## REQUIREMENT:
Write each line exactly, from the line that holds "Mark every instance of the yellow" through the final line of the material, and no other line.

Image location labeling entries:
----
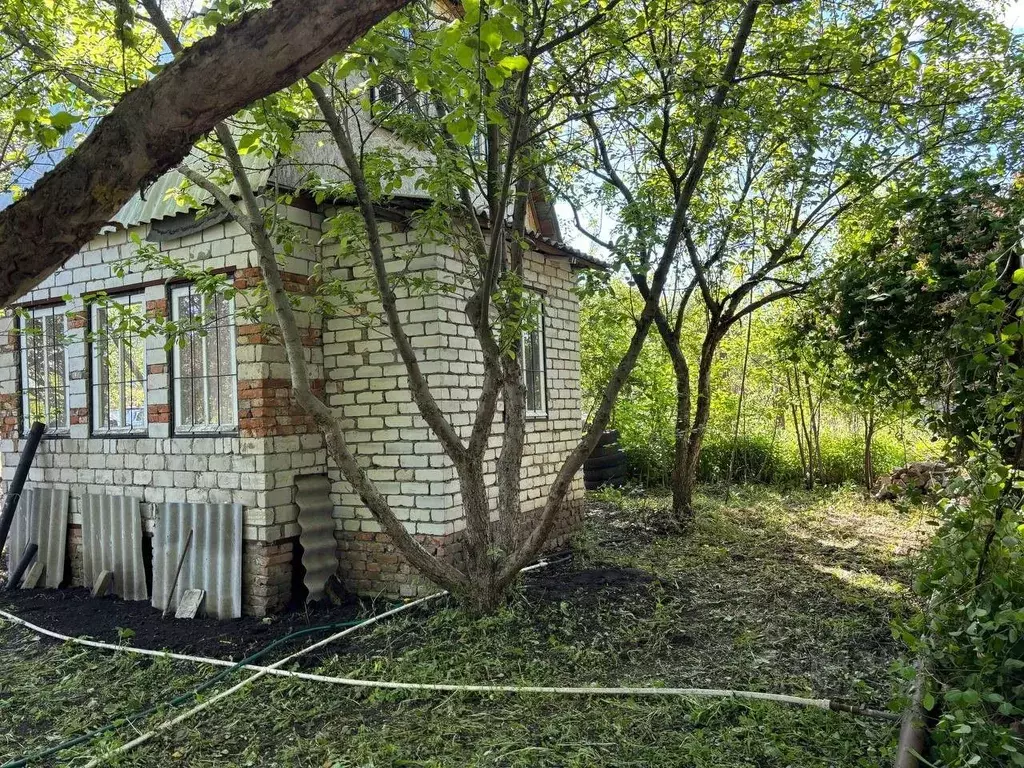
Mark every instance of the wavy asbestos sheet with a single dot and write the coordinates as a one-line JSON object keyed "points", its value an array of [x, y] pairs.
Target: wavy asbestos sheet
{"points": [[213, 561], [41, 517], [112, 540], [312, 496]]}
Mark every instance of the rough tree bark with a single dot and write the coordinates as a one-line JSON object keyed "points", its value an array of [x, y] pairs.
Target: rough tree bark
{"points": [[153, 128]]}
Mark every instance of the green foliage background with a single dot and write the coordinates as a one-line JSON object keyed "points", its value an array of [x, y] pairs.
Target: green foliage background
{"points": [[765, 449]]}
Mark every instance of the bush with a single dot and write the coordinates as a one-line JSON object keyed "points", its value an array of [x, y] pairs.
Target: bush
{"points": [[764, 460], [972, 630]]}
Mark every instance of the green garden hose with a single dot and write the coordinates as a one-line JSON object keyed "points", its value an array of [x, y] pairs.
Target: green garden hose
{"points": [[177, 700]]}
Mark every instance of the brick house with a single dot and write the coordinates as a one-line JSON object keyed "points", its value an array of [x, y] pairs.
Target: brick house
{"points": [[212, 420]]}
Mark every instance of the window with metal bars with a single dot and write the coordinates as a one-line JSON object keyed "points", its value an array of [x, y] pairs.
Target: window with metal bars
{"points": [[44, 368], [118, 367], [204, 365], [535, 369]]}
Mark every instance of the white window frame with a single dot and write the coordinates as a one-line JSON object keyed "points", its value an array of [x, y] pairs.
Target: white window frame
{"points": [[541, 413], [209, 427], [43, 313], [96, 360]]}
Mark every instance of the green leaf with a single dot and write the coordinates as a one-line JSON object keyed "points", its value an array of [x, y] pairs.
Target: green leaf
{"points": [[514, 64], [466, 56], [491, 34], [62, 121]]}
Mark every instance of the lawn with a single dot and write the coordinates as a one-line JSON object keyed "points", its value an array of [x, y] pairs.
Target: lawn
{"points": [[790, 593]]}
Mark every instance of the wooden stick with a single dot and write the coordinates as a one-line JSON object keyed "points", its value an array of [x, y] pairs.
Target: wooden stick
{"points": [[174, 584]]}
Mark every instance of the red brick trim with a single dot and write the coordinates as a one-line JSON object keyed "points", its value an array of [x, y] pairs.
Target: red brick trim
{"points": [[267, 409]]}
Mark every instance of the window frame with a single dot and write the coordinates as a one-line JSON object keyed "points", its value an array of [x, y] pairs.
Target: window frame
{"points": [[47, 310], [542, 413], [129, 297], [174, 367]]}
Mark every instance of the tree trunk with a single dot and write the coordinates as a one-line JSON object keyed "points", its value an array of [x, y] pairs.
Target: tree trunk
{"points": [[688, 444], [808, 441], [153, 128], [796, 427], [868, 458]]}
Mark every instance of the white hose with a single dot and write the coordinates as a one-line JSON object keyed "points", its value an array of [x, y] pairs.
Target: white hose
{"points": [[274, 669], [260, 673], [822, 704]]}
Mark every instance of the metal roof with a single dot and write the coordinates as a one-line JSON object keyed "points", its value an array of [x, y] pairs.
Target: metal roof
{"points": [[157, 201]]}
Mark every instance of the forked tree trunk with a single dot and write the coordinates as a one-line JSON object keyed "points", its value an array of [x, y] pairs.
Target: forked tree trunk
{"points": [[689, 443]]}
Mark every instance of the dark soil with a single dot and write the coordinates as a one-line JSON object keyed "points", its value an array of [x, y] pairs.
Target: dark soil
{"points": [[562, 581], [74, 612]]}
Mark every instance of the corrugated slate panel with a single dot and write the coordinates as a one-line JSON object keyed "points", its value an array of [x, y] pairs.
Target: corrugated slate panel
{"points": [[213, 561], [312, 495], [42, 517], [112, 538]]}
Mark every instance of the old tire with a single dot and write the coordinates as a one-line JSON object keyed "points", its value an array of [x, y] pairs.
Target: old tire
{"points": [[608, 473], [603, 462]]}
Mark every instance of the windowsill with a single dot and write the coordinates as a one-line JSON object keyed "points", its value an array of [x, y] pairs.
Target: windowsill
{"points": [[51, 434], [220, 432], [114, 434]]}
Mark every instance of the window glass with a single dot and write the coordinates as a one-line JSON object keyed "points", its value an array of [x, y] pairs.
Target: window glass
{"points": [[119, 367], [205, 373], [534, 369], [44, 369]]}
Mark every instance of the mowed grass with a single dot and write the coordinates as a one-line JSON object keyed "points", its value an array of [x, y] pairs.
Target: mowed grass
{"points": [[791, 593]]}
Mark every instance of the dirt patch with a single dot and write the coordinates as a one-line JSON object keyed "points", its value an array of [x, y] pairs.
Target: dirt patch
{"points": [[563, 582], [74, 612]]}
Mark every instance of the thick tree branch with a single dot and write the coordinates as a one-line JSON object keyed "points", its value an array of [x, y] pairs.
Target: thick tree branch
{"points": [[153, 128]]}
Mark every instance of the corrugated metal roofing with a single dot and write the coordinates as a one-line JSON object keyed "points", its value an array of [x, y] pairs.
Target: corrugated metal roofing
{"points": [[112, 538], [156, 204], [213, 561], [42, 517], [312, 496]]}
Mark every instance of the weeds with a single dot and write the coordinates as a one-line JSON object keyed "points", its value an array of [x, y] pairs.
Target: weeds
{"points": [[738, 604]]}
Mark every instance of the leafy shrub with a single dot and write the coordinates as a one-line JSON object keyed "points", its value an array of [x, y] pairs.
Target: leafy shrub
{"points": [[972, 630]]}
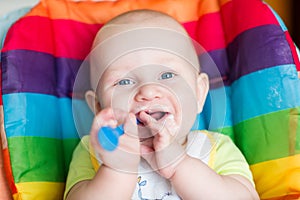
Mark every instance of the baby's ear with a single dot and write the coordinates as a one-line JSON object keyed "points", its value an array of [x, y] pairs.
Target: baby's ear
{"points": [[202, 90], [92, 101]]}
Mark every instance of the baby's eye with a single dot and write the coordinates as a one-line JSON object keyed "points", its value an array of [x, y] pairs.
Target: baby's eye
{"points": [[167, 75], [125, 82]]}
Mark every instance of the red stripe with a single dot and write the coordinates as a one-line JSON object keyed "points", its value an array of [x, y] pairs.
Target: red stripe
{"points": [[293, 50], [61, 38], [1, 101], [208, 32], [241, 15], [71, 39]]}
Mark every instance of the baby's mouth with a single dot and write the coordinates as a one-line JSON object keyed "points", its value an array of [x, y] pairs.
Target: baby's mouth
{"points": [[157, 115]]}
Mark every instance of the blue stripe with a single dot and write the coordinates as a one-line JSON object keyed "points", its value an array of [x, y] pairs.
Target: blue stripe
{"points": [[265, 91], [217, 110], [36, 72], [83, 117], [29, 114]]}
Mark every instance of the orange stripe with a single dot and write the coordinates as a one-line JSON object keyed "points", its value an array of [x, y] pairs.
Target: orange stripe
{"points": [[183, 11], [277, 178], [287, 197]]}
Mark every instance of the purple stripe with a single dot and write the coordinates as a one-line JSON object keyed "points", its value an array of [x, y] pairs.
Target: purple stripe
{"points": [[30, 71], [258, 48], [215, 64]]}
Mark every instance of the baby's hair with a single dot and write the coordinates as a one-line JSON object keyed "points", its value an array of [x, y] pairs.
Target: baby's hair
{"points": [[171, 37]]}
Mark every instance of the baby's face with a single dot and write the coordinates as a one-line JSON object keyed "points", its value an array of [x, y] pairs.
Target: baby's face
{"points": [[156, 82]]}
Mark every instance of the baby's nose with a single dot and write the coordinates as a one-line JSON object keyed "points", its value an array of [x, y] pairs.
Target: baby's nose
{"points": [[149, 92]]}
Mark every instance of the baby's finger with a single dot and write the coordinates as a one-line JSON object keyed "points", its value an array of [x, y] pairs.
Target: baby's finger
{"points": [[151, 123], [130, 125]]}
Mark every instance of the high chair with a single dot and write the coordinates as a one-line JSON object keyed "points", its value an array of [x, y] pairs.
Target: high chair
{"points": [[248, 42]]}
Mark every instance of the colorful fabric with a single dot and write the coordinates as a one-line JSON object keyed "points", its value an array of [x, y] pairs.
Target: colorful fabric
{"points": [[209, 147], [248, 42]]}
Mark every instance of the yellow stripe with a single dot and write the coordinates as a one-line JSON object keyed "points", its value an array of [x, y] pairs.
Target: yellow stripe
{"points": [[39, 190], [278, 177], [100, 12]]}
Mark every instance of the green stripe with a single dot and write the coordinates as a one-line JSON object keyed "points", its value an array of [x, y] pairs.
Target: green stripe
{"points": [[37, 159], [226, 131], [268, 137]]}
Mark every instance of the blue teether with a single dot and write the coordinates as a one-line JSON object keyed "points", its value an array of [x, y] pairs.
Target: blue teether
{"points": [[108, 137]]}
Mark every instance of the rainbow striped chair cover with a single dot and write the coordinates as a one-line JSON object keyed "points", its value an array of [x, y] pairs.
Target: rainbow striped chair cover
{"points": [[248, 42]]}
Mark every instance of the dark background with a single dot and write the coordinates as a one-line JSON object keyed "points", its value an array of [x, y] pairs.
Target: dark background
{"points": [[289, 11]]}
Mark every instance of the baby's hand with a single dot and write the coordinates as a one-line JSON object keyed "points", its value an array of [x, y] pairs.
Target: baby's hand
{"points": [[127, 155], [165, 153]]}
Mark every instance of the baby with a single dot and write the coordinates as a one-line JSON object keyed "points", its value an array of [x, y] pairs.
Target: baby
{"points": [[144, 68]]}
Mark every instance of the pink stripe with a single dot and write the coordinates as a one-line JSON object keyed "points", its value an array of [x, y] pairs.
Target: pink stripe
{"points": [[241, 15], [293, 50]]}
----
## REPLY:
Mark every instance of the yellow stripe with a single dot and write the coordinates as a one-line JSON object keyed "points", its value an array of [x, y] pairs.
Target: yellow stripe
{"points": [[39, 190], [278, 177], [100, 12]]}
Mark every instance of the green stripe with a single dot and write the coordinates as a one-line JSON object keyed "points", its value an array of [x, y] pairs.
Target: green stripe
{"points": [[37, 159], [226, 131], [268, 137]]}
Mark every instance of the blue teether with a single dot and write the coordinates as a one-line JSON object keyed "points", its value an array of [x, y] pairs.
Target: blue teether
{"points": [[108, 137]]}
Mark every instance of the rainbow striped chair cover with a single dot and write the coordinates as a one-line JSON object keyed "points", its value an array of [x, y] pairs.
Target: rainbow striped chair cover
{"points": [[248, 42]]}
Mark every instance of the dark background with a single dot and write the coordinates as a one-line JSON object keyed "points", its value an array of [x, y] pairs.
Target: dark background
{"points": [[289, 11]]}
Mark every instance of the baby's hand with a single dot and write the coordinates as a one-line JSON object keyed "points", its value an array of [x, y] pairs.
Target: baby's hand
{"points": [[127, 155], [165, 153]]}
Mark every instance of the baby with a single dot and write the coordinates as a one-line JSON object keyed "points", its value an array of [x, y] pairs.
Target: baby
{"points": [[144, 68]]}
Mark every instance of the pink stripe with a single dot and write the coordinates as a one-line JSON object keyed "points", its value an array of [x, y] pairs.
Target: pink stripe
{"points": [[241, 15], [293, 50]]}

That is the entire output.